Problem statement> Transcribe the whole listing precisely, leaving nothing out.
.....
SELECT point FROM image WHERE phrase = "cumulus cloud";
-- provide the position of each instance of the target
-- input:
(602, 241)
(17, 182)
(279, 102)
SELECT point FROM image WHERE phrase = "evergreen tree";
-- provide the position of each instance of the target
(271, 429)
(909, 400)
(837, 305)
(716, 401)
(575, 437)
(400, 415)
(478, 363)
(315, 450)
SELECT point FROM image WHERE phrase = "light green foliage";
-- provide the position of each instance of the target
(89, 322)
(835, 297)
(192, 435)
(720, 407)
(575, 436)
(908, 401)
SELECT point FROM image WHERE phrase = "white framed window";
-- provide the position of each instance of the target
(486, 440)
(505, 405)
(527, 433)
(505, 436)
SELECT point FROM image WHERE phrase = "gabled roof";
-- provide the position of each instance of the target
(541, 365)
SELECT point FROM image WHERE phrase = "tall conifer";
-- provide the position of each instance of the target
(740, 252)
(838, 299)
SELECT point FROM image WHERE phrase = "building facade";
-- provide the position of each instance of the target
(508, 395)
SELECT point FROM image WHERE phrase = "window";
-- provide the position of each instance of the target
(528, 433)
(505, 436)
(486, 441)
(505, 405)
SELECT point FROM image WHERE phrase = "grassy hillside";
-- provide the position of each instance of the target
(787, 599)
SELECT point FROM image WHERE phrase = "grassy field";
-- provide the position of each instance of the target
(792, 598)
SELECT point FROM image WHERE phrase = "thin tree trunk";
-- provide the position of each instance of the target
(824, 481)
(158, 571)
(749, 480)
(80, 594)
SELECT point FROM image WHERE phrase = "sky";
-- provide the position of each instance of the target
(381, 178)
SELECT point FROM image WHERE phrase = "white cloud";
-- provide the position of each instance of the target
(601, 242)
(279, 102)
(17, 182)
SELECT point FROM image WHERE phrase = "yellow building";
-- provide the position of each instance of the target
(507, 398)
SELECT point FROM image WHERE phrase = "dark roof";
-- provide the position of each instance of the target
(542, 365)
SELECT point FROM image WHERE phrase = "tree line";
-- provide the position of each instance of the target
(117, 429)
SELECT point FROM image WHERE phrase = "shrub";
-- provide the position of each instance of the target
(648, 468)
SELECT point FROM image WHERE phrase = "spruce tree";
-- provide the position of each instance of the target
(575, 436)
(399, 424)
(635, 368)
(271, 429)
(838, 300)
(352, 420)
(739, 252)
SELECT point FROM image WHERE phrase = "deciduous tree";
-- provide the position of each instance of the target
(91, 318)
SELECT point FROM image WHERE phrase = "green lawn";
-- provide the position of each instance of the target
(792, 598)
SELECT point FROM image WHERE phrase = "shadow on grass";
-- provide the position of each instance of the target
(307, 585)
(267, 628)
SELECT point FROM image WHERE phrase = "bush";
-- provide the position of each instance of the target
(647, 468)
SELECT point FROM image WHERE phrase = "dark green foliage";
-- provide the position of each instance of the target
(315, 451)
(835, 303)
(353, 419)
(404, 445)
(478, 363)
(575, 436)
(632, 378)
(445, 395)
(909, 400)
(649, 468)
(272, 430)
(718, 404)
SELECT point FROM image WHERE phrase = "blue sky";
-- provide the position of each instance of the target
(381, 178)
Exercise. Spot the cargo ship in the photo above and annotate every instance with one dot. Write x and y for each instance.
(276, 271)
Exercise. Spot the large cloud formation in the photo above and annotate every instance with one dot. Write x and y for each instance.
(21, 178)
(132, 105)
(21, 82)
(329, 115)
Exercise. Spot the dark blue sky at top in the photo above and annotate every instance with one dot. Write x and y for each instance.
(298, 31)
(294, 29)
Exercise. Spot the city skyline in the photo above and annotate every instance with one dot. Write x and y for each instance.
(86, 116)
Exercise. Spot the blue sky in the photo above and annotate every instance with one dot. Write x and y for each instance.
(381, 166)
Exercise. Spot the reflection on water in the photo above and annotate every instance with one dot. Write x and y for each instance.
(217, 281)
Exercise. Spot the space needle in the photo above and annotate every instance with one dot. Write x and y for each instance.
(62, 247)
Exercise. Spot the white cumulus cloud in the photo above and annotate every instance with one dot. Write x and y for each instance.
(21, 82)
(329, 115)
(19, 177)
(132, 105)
.....
Answer to this problem>
SELECT point FROM image WHERE phrase = "cumulus cloud";
-- provide the position of each instance of the target
-- input:
(602, 241)
(17, 182)
(279, 102)
SELECT point FROM image WHERE phrase = "evergreen tree";
-- provide the position of each instance of the target
(271, 429)
(909, 400)
(837, 305)
(716, 401)
(575, 437)
(400, 415)
(478, 363)
(315, 450)
SELECT point FROM image WHERE phrase = "light green foliage";
-- provide the position of each instance of the target
(89, 322)
(835, 297)
(192, 435)
(720, 407)
(575, 436)
(908, 401)
SELECT point FROM image WHERE phrase = "white framed window";
-- provide the position of each instance of the target
(486, 440)
(505, 405)
(527, 433)
(505, 436)
SELECT point FROM image WHERE phrase = "gabled roof";
-- provide the position of each instance of the target
(541, 365)
SELECT point FROM image WHERE phrase = "tall conifer";
-- provide the position of each instance of the target
(740, 252)
(838, 299)
SELECT point FROM image WHERE phrase = "building facade";
-- provide the position of each instance of the target
(508, 395)
SELECT point FROM image WHERE phrase = "window";
-- provide the position of each instance of the target
(528, 433)
(505, 436)
(486, 441)
(505, 405)
SELECT point FROM image WHERE phrase = "grassy hillside";
-- provide the position of each instance of the target
(787, 599)
SELECT point FROM image WHERE phrase = "grassy field";
-- provide the position of each instance of the target
(792, 598)
SELECT point FROM image WHERE phrase = "thin tree trunk";
-- provide the position of each instance of the target
(824, 481)
(158, 571)
(749, 480)
(80, 594)
SELECT point FROM image WHERE phrase = "sky";
-- provide the position of each instance of the target
(381, 178)
SELECT point FROM image WHERE phrase = "white cloud";
-- provide the position of each instance of the target
(601, 242)
(279, 102)
(17, 182)
SELECT point FROM image WHERE phrase = "yellow building";
-- provide the position of each instance of the target
(507, 398)
SELECT point FROM image WHERE phrase = "dark roof";
-- provide the position of each instance of the target
(542, 365)
SELECT point FROM image WHERE phrase = "tree line";
-- provide the position of each instance of the target
(117, 429)
SELECT point FROM image WHERE phrase = "shrub";
-- provide the position of each instance of the target
(648, 468)
SELECT point FROM image WHERE phrase = "spruce tree";
-- provide the position of each instance of the target
(575, 436)
(399, 424)
(635, 368)
(271, 429)
(838, 300)
(352, 420)
(739, 252)
SELECT point FROM image WHERE phrase = "deciduous tree";
-- provide the position of each instance of the target
(91, 318)
SELECT point FROM image WHERE phrase = "green lawn";
-- provide the position of each instance of the target
(792, 598)
SELECT point FROM image WHERE phrase = "shadow on grass";
-- provide the position of each instance of the target
(307, 585)
(267, 628)
SELECT point FROM image WHERE phrase = "bush";
-- provide the position of each instance of the target
(647, 468)
SELECT point FROM image WHERE phrase = "dark green foliage";
-- provide the position of each instance of the target
(315, 451)
(835, 303)
(353, 419)
(404, 445)
(478, 363)
(575, 436)
(632, 378)
(445, 395)
(909, 400)
(649, 468)
(272, 430)
(718, 404)
SELECT point FROM image WHERE phrase = "blue sky";
-- provide the position of each instance of the target
(381, 178)
Exercise. Spot the cargo ship in the photo above and annotate every instance with one dot. Write x and y for each instance.
(276, 271)
Exercise. Spot the large cloud formation in the photo above and annotate every instance with one dot. Write x and y for each instance.
(21, 178)
(132, 105)
(21, 82)
(329, 115)
Exercise. Spot the dark blue sky at top in the photo above and annotate every instance with one dot. Write x and y for each instance.
(298, 31)
(294, 29)
Exercise. Spot the city skyline in the photo above and annotate every instance with one dot. Write x and y for each instance.
(86, 116)
Exercise. Spot the blue sky in the photo above and annotate every instance with one dot. Write x and y for each instance.
(381, 166)
Exercise. Spot the reflection on water in the photo above and annotate every instance with one dot. Write x and y for each instance.
(217, 281)
Exercise. Spot the space needle in the photo above and annotate every instance with one dot. Write x and y for each instance.
(62, 247)
Exercise. Spot the white cumulus cloud in the photo above and annotate every instance with one dot. Write x and y for each instance.
(21, 82)
(329, 115)
(19, 177)
(132, 105)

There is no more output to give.